## INSTRUCTIONS TO FOLLOW
Write out each entry below exactly. Do not include the images.

Source records:
____

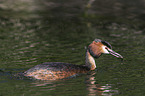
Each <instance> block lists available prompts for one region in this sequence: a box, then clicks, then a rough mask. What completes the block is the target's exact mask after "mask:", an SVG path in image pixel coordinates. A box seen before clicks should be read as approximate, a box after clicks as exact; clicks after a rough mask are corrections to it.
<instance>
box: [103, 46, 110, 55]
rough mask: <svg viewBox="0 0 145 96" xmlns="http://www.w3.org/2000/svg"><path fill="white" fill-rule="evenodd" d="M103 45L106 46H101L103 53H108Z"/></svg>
mask: <svg viewBox="0 0 145 96" xmlns="http://www.w3.org/2000/svg"><path fill="white" fill-rule="evenodd" d="M105 47H106V46H102V49H103V53H105V54H109V52H108V50H107V49H105Z"/></svg>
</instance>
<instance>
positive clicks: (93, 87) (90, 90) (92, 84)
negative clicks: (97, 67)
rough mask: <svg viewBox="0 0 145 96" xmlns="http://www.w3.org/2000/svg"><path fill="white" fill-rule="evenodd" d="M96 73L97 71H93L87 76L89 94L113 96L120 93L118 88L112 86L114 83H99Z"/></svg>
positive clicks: (90, 94)
mask: <svg viewBox="0 0 145 96" xmlns="http://www.w3.org/2000/svg"><path fill="white" fill-rule="evenodd" d="M95 74H96V72H95V71H92V72H90V73H89V74H88V75H87V78H86V85H87V91H88V96H96V95H97V96H98V95H101V96H112V95H115V94H118V90H117V88H115V89H114V88H112V86H113V84H97V82H96V77H95Z"/></svg>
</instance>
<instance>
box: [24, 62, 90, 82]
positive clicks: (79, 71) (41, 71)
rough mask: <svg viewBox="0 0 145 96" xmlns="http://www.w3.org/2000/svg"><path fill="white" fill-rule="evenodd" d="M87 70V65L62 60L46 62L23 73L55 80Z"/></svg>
mask: <svg viewBox="0 0 145 96" xmlns="http://www.w3.org/2000/svg"><path fill="white" fill-rule="evenodd" d="M89 70H90V69H89V68H88V67H86V66H81V65H75V64H69V63H62V62H46V63H43V64H39V65H36V66H34V67H32V68H31V69H29V70H27V71H25V72H24V75H25V76H29V77H33V78H36V79H41V80H56V79H63V78H68V77H71V76H75V75H77V74H80V73H86V72H88V71H89Z"/></svg>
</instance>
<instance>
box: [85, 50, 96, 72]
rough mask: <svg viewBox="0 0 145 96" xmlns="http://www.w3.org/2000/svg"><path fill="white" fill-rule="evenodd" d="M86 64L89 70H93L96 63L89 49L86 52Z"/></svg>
mask: <svg viewBox="0 0 145 96" xmlns="http://www.w3.org/2000/svg"><path fill="white" fill-rule="evenodd" d="M86 66H87V67H88V68H90V70H94V69H95V68H96V63H95V60H94V58H93V57H92V56H91V55H90V53H89V51H88V50H87V52H86Z"/></svg>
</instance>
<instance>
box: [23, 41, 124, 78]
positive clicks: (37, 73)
mask: <svg viewBox="0 0 145 96" xmlns="http://www.w3.org/2000/svg"><path fill="white" fill-rule="evenodd" d="M102 53H104V54H112V55H113V56H115V57H118V58H122V59H123V57H122V56H121V55H120V54H118V53H116V52H114V51H113V50H112V47H111V45H110V44H109V43H108V42H106V41H102V40H100V39H95V40H94V41H93V42H92V43H91V44H90V45H89V46H88V48H87V51H86V60H85V65H74V64H69V63H62V62H46V63H43V64H39V65H36V66H34V67H32V68H30V69H29V70H27V71H25V72H24V76H27V77H32V78H34V79H39V80H57V79H63V78H68V77H71V76H75V75H77V74H79V73H87V72H89V71H91V70H94V69H95V68H96V64H95V60H94V58H99V57H100V56H101V54H102Z"/></svg>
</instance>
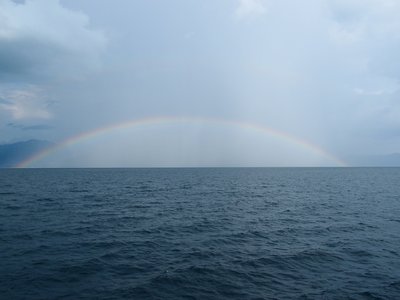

____

## OUTPUT FOR THIS TASK
Each <instance> block lists available prompts for one region in this sequence: a box, then clicks, then a rough mask. What completes the block is the target's exact mask after "mask:", an SVG path in image pixel coordinates. A box seen before clicks should be read as approximate, a box after clicks as exact; clicks after a rough mask are corrections to it.
<instance>
box: [103, 46, 110, 55]
rough mask: <svg viewBox="0 0 145 96" xmlns="http://www.w3.org/2000/svg"><path fill="white" fill-rule="evenodd" d="M103 45L106 46H101L103 53H108Z"/></svg>
mask: <svg viewBox="0 0 145 96" xmlns="http://www.w3.org/2000/svg"><path fill="white" fill-rule="evenodd" d="M105 47H106V46H102V49H103V53H105V54H109V52H108V50H107V49H105Z"/></svg>
</instance>
<instance>
positive clicks: (93, 87) (90, 90) (92, 84)
negative clicks: (97, 67)
rough mask: <svg viewBox="0 0 145 96" xmlns="http://www.w3.org/2000/svg"><path fill="white" fill-rule="evenodd" d="M96 73L97 71H93L87 76L89 94L113 96L120 93L118 88L112 86L114 83H99Z"/></svg>
positive clicks: (90, 94)
mask: <svg viewBox="0 0 145 96" xmlns="http://www.w3.org/2000/svg"><path fill="white" fill-rule="evenodd" d="M95 74H96V72H95V71H92V72H90V73H89V74H88V75H87V78H86V85H87V91H88V96H96V95H97V96H98V95H101V96H112V95H115V94H118V90H117V88H115V89H114V88H112V86H113V84H97V82H96V77H95Z"/></svg>
</instance>
<instance>
box: [24, 62, 90, 82]
positive clicks: (79, 71) (41, 71)
rough mask: <svg viewBox="0 0 145 96" xmlns="http://www.w3.org/2000/svg"><path fill="white" fill-rule="evenodd" d="M87 70V65L62 60L46 62L23 73L55 80Z"/></svg>
mask: <svg viewBox="0 0 145 96" xmlns="http://www.w3.org/2000/svg"><path fill="white" fill-rule="evenodd" d="M89 70H90V69H89V68H88V67H86V66H81V65H75V64H69V63H62V62H46V63H43V64H39V65H36V66H34V67H32V68H31V69H29V70H27V71H25V72H24V75H25V76H29V77H33V78H36V79H41V80H56V79H63V78H68V77H71V76H75V75H77V74H80V73H86V72H88V71H89Z"/></svg>
</instance>
<instance>
box: [85, 50, 96, 72]
rough mask: <svg viewBox="0 0 145 96" xmlns="http://www.w3.org/2000/svg"><path fill="white" fill-rule="evenodd" d="M86 64L89 70H93L96 63L89 49L86 52Z"/></svg>
mask: <svg viewBox="0 0 145 96" xmlns="http://www.w3.org/2000/svg"><path fill="white" fill-rule="evenodd" d="M86 66H87V67H88V68H90V70H94V69H95V68H96V63H95V60H94V58H93V57H92V56H91V55H90V53H89V51H88V50H87V52H86Z"/></svg>
</instance>
<instance>
box: [23, 41, 124, 78]
positive clicks: (37, 73)
mask: <svg viewBox="0 0 145 96" xmlns="http://www.w3.org/2000/svg"><path fill="white" fill-rule="evenodd" d="M102 53H104V54H112V55H113V56H115V57H118V58H122V59H123V57H122V56H121V55H120V54H118V53H116V52H114V51H113V50H112V47H111V45H110V44H109V43H108V42H106V41H102V40H100V39H95V40H94V41H93V42H92V43H91V44H90V45H89V46H88V48H87V51H86V60H85V65H74V64H69V63H62V62H46V63H43V64H39V65H36V66H34V67H32V68H30V69H29V70H27V71H25V72H24V76H27V77H32V78H34V79H39V80H57V79H63V78H68V77H71V76H75V75H77V74H79V73H87V72H89V71H91V70H94V69H95V68H96V64H95V60H94V58H99V57H100V56H101V54H102Z"/></svg>
</instance>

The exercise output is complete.